*Data under study:*

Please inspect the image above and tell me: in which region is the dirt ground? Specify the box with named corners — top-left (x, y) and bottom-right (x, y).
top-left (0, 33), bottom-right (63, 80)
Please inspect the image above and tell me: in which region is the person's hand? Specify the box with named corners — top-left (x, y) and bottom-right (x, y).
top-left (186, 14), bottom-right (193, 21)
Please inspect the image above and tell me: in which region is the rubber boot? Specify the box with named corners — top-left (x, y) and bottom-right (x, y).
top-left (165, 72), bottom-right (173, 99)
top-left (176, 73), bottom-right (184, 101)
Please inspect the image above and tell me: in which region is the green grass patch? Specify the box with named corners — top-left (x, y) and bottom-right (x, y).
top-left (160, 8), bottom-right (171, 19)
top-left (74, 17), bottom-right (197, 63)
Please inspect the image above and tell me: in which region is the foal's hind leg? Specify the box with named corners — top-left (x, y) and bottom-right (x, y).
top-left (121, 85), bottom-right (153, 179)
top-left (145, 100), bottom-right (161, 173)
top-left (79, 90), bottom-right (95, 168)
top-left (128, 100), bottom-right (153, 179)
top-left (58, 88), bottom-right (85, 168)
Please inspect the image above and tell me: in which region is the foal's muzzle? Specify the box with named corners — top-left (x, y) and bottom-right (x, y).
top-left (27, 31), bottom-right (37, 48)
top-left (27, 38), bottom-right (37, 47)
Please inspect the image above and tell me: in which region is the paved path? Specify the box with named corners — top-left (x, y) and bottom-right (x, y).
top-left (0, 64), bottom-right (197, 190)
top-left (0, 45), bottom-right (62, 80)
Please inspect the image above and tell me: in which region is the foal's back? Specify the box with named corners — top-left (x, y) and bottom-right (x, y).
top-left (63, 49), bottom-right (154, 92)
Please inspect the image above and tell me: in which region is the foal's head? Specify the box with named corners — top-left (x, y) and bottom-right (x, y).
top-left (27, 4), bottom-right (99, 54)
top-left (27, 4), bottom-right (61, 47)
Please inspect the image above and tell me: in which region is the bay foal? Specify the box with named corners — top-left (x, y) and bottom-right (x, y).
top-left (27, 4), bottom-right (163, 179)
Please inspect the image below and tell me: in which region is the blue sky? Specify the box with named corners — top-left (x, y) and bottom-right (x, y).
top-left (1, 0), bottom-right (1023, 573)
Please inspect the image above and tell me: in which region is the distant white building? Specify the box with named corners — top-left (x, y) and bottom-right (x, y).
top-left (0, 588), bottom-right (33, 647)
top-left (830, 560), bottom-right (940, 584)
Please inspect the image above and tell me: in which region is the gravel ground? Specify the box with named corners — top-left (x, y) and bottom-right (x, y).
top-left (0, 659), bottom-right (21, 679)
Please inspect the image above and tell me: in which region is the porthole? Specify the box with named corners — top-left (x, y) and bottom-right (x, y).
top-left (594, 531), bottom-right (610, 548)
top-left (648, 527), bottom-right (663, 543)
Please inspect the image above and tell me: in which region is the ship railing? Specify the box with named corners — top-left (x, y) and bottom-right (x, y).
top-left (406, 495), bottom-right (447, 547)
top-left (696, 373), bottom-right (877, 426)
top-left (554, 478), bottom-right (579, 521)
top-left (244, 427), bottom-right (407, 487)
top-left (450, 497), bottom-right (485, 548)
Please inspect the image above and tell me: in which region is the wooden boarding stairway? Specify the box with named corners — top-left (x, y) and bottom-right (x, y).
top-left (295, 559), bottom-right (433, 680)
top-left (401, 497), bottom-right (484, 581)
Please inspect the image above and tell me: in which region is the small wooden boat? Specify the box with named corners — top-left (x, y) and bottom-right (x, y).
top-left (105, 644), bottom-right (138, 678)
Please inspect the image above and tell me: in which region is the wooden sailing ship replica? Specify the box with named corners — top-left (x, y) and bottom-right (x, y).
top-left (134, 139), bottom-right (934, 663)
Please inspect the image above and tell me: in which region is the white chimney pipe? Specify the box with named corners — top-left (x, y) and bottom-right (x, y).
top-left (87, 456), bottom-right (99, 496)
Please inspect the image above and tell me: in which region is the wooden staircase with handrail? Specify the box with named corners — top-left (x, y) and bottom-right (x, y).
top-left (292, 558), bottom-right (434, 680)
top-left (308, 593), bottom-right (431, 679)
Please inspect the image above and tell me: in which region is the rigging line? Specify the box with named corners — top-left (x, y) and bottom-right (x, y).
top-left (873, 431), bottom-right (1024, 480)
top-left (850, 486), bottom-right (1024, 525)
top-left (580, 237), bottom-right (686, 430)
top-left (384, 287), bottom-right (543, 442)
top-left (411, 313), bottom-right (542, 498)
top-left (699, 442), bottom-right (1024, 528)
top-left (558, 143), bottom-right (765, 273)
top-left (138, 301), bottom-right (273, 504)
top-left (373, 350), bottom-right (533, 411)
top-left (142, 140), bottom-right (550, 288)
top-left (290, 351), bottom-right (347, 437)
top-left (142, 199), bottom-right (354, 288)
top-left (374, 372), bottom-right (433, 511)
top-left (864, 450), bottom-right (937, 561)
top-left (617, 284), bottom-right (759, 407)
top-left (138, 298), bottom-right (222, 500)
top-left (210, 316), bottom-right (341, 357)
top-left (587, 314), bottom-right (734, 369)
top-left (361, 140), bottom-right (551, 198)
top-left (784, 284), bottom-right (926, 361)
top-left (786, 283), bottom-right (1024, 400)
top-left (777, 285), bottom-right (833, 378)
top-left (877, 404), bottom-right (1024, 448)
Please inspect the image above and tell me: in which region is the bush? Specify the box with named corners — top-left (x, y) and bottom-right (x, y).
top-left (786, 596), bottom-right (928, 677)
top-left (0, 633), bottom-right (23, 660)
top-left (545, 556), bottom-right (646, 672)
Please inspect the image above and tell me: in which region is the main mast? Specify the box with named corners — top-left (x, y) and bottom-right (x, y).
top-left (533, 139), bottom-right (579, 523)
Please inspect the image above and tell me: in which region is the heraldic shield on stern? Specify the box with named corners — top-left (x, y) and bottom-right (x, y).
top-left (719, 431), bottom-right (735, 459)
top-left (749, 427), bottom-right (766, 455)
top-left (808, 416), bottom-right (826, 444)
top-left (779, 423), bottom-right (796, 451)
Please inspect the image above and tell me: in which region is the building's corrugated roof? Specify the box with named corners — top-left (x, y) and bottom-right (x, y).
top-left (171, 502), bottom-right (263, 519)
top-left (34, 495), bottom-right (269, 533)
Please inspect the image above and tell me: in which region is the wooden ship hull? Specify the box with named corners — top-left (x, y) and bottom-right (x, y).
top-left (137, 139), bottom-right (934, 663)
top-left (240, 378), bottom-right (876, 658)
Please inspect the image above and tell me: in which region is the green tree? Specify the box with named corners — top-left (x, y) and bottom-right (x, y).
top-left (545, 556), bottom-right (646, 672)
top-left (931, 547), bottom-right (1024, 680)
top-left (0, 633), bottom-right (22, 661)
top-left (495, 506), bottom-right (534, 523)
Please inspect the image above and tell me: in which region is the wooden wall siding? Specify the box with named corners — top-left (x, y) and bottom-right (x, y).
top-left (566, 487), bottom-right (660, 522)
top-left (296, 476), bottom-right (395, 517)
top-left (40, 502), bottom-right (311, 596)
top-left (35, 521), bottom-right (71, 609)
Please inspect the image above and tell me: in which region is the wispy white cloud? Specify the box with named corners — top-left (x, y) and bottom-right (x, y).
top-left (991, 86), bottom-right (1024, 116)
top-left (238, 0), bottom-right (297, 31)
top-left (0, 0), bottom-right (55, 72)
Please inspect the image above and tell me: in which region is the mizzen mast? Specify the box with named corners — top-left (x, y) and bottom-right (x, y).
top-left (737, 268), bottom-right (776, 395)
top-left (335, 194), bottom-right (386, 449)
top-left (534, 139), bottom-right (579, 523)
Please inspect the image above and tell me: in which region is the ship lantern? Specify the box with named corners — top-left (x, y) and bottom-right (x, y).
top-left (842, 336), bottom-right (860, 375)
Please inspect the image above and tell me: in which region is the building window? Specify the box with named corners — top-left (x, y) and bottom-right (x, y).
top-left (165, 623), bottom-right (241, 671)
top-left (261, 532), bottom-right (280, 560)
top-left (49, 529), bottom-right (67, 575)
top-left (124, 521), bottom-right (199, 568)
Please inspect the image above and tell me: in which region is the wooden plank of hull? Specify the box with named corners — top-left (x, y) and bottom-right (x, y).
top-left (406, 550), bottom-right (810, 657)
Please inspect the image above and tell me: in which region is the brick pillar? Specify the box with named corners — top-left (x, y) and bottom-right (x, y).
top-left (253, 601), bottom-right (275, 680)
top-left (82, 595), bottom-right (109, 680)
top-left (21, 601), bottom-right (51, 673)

*Work to complete:* Word for word, quote the lines from the line containing "the wooden plank" through the end of the material, both included, and nothing else.

*Written reply:*
Please inspect the image above and tell me: in which region is the wooden plank of hull? Specify the box with named corners — top-left (x, y) and bottom-right (x, y).
top-left (406, 550), bottom-right (810, 657)
Please inspect the image above and tell me: in which region is the brick pillar? Specify the box with named corners — top-left (x, y) and bottom-right (x, y).
top-left (253, 601), bottom-right (275, 680)
top-left (82, 595), bottom-right (109, 680)
top-left (21, 601), bottom-right (51, 673)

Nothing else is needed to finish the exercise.